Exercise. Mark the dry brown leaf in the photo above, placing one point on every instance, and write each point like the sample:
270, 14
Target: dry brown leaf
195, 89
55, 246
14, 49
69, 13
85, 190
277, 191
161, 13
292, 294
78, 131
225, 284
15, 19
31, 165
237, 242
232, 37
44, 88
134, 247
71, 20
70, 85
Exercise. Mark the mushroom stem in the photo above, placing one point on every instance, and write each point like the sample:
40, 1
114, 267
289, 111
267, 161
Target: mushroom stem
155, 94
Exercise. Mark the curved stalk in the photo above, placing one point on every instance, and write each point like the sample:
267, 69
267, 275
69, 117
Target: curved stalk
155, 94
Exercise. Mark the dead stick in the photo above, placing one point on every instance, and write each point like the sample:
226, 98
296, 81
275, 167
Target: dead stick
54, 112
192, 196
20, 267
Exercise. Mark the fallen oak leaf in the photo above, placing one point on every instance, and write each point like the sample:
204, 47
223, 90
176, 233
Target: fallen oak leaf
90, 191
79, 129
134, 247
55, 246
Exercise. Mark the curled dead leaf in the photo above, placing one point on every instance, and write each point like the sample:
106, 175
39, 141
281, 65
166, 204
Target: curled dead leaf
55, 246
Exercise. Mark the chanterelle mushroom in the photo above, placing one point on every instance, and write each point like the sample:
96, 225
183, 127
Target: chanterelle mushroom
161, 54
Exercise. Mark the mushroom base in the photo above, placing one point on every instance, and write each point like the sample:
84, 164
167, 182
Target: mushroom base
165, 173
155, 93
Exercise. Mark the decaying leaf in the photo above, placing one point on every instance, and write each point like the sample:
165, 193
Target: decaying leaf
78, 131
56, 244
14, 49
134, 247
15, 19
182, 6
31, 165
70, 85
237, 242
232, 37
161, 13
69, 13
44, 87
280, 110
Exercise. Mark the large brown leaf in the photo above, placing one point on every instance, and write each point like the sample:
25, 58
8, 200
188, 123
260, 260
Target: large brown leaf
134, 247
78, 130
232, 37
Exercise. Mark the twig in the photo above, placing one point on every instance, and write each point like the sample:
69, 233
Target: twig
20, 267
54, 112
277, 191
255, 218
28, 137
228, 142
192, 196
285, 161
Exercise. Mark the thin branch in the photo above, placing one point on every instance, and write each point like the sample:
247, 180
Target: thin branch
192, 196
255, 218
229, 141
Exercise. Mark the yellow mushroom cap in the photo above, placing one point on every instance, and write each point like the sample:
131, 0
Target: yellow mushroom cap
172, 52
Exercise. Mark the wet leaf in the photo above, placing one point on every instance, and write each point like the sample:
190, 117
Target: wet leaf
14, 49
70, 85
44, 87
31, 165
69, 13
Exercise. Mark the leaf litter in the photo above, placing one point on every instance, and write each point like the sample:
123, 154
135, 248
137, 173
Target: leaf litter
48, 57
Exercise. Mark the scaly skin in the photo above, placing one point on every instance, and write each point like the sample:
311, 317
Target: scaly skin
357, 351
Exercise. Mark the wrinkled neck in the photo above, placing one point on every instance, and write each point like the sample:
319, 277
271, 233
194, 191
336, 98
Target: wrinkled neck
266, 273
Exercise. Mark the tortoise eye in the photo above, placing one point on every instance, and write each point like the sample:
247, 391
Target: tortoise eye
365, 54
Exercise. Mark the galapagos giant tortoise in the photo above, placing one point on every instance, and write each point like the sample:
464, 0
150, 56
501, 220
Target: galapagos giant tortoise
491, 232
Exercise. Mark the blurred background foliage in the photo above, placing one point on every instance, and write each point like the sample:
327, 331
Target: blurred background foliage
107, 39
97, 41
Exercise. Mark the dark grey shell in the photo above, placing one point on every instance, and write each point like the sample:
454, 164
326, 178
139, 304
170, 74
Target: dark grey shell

> Job
Please convert every line of the items above into a numbered list, leaving out any blank lines.

> Reply to the task
1. Exercise. Mark the dry brown leaf in the photo above, placing one point on every instance, and write each point like the sample:
2. 270, 14
3. Target: dry brown leaf
4. 195, 89
5. 55, 246
6. 14, 49
7. 69, 13
8. 85, 190
9. 277, 191
10. 161, 13
11. 292, 294
12. 78, 131
13. 225, 284
14. 15, 19
15. 31, 165
16. 237, 242
17. 232, 37
18. 44, 88
19. 134, 247
20. 71, 20
21. 70, 85
22. Exercise. Mark the mushroom stem in the photo above, placing one point on every instance, and write each point like the sample:
23. 40, 1
24. 114, 267
25. 289, 111
26. 267, 161
27. Target: mushroom stem
28. 155, 94
29. Exercise. Mark the curved stalk in the photo above, placing one point on every instance, and write each point like the sample:
30. 267, 69
31. 267, 275
32. 69, 117
33. Target: curved stalk
34. 155, 94
35. Exercise. Mark the dead stick in the photo above, placing one point on every instance, and write each point like the sample:
36. 226, 98
37. 296, 81
38. 275, 167
39. Target: dead stick
40. 54, 112
41. 192, 196
42. 20, 267
43. Exercise. Mark the fallen oak leaf in the photo above, placing one point on every instance, and write each point like the sample:
44. 204, 47
45. 223, 90
46. 176, 233
47. Target: fallen oak leaf
48. 90, 191
49. 79, 129
50. 134, 247
51. 55, 246
52. Exercise. Mark the curled dead leaf in the photo above, placing one point on every instance, and write each point like the sample:
53. 106, 175
54. 39, 141
55. 281, 65
56. 166, 204
57. Target: curled dead leaf
58. 55, 246
59. Exercise. Mark the chanterelle mushroom in the photo above, placing one point on every instance, and write each point like the sample:
60. 96, 225
61. 183, 127
62. Target: chanterelle mushroom
63. 161, 54
64. Exercise. Mark the mushroom base in the photo above, placing one point on every instance, and write each point like the sample:
65. 84, 164
66. 167, 182
67. Target: mushroom base
68. 165, 173
69. 155, 93
70. Exercise. Mark the decaying leaf in the photo above, placing one point on every instance, and write each point like the sample:
71. 165, 193
72. Target: decaying leaf
73. 78, 131
74. 56, 244
75. 14, 49
76. 134, 247
77. 15, 19
78. 182, 6
79. 31, 165
80. 70, 85
81. 237, 242
82. 232, 37
83. 161, 13
84. 69, 13
85. 44, 87
86. 280, 110
87. Exercise. Mark the large brown leaf in the photo above, placing one point on every instance, and write each point like the sample:
88. 25, 58
89. 8, 200
90. 188, 123
91. 260, 260
92. Target: large brown leaf
93. 134, 247
94. 78, 130
95. 232, 37
96. Exercise. Mark the twig in the photo above, placing one point on every instance, and write each point like the sample:
97. 69, 233
98. Target: twig
99. 20, 267
100. 54, 112
101. 277, 191
102. 255, 218
103. 28, 137
104. 228, 142
105. 192, 196
106. 285, 161
107. Exercise. Mark the thin branch in the photo above, placing one point on every instance, and write each point like the sample:
108. 247, 180
109. Target: thin branch
110. 192, 196
111. 255, 218
112. 229, 141
113. Exercise. Mark the yellow mushroom cap in the photo above, placing one point on every instance, and write each point like the sample:
114. 131, 0
115. Target: yellow mushroom cap
116. 172, 52
117. Exercise. Mark the wet leaf in the photo above, placing one point on every instance, and write each point like the sample:
118. 190, 117
119. Target: wet leaf
120. 14, 49
121. 70, 85
122. 44, 87
123. 31, 165
124. 69, 13
125. Exercise. Mark the leaf litter in the photo above, placing one point on every instance, and write each point like the sample:
126. 123, 154
127. 135, 248
128. 137, 173
129. Target: leaf litter
130. 48, 57
131. Exercise. Mark the scaly skin in the photo above, placing one point on every instance, and write each point like the sample:
132. 311, 317
133. Target: scaly skin
134. 357, 351
135. Exercise. Mark the wrinkled neck in the photo above, placing one point on every instance, and write each point like the sample:
136. 319, 277
137. 271, 233
138. 194, 191
139. 336, 98
140. Target: wrinkled neck
141. 266, 273
142. Exercise. Mark the tortoise eye in the photo above, placing one point on every instance, and write each point like the sample:
143. 247, 391
144. Target: tortoise eye
145. 365, 54
146. Exercise. Mark the galapagos giant tortoise in the photo above, placing one point on every instance, and write each point like the sample:
147. 464, 0
148. 150, 56
149. 501, 220
150. Target: galapagos giant tortoise
151. 491, 232
152. Exercise. Mark the blurred background foliage in the photo above, placing one point on every instance, and write each point like the sample:
153. 327, 331
154. Target: blurred background foliage
155. 107, 39
156. 97, 41
157. Exercise. Mark the dark grey shell in the photo above, placing one point on every instance, and write each point like the sample:
158. 454, 164
159. 326, 178
160. 139, 304
161. 170, 74
162. Target: dark grey shell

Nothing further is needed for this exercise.